▶ **Task objective**
Copy all the records below, swapping every "sample" for "model" and leaving the rest unchanged.
──────── Task input ────────
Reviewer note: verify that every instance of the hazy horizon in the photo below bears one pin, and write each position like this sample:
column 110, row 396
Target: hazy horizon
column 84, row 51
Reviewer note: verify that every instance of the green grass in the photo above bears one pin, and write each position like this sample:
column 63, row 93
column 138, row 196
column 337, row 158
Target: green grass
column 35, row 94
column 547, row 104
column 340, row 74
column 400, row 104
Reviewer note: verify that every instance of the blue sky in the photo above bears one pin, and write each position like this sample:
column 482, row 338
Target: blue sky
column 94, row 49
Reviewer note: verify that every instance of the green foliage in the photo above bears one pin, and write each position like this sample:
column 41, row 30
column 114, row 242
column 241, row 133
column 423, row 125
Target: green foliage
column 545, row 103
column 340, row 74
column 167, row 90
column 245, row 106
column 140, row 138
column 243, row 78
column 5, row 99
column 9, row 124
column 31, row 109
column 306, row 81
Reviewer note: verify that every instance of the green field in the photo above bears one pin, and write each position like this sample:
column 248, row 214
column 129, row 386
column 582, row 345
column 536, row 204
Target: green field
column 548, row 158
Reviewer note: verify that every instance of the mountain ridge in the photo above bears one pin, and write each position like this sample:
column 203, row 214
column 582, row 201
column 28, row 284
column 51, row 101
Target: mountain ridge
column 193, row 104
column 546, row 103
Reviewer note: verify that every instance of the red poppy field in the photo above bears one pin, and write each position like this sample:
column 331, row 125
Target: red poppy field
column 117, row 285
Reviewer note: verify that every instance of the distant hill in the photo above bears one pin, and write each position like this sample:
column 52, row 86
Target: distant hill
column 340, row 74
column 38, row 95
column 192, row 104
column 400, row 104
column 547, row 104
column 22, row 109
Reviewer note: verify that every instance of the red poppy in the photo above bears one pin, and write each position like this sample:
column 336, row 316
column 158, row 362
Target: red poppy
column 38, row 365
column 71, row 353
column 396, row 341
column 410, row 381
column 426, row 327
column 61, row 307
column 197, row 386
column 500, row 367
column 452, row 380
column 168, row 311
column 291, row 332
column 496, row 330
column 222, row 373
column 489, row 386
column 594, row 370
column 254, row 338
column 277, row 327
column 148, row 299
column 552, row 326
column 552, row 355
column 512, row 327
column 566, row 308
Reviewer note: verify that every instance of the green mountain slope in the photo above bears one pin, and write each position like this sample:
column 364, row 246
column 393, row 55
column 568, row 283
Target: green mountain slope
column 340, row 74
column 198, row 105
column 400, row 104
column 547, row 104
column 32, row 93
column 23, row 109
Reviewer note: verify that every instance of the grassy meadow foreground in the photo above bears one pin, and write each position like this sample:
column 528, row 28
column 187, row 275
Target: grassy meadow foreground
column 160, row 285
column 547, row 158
────────
▶ **Solution to this problem**
Reviewer note: verify that every instance of the hazy horizon in the photo below bears one pin, and write each position like this model:
column 110, row 396
Target: hazy horizon
column 84, row 51
Reviewer note: verify that every instance of the green grass in the photo above bears one pin, and write each position like this model:
column 63, row 93
column 138, row 196
column 337, row 158
Target: green grass
column 35, row 94
column 547, row 104
column 340, row 74
column 400, row 104
Reviewer note: verify that every instance of the blue sky in the photo above bears one pin, and write each position like this model:
column 482, row 338
Target: blue sky
column 94, row 49
Reviewer note: verify that every instance of the green foliage in the photo above bears one pin, and write each position like this model:
column 41, row 30
column 114, row 242
column 241, row 133
column 423, row 125
Target: green foliage
column 545, row 103
column 340, row 74
column 167, row 90
column 245, row 106
column 140, row 138
column 243, row 78
column 5, row 99
column 9, row 124
column 31, row 109
column 306, row 81
Reviewer note: verify that every instance of the green field in the photo above bears one pin, and write each position like this model:
column 248, row 214
column 129, row 386
column 582, row 345
column 536, row 204
Target: green field
column 548, row 158
Reviewer note: verify that every instance of the mountain ridge in the photo above bears one pin, and write each position like this model:
column 203, row 214
column 582, row 201
column 28, row 284
column 51, row 101
Target: mountain ridge
column 193, row 104
column 546, row 103
Reviewer note: verify that every instance of the red poppy field in the photo above bears one pin, and write each position like this model:
column 331, row 125
Target: red poppy field
column 117, row 285
Reviewer note: verify that every instance of the distant hill in the photo above bears one pin, and write each position like this model:
column 52, row 86
Target: distant hill
column 340, row 74
column 38, row 95
column 192, row 104
column 400, row 104
column 547, row 104
column 22, row 109
Reviewer note: verify that every instance of the red poppy in the photo above bears one pin, and write each position like this model:
column 336, row 316
column 158, row 362
Target: red poppy
column 38, row 365
column 71, row 353
column 396, row 341
column 410, row 381
column 426, row 327
column 61, row 307
column 197, row 386
column 500, row 367
column 452, row 380
column 168, row 311
column 291, row 332
column 496, row 330
column 222, row 373
column 489, row 386
column 594, row 370
column 254, row 338
column 277, row 327
column 148, row 299
column 552, row 326
column 552, row 355
column 512, row 327
column 566, row 308
Reviewer note: verify that every instance of the green mountain slope in the photo above bears one pin, and write each position like this model:
column 364, row 246
column 393, row 55
column 568, row 283
Target: green mountain slope
column 340, row 74
column 198, row 105
column 400, row 104
column 547, row 104
column 32, row 93
column 23, row 109
Reviewer note: verify that every instance of the grassy meadow foreground in the photo above bears one pin, and write each position like this model:
column 528, row 28
column 187, row 275
Target: grassy meadow foreground
column 160, row 285
column 547, row 158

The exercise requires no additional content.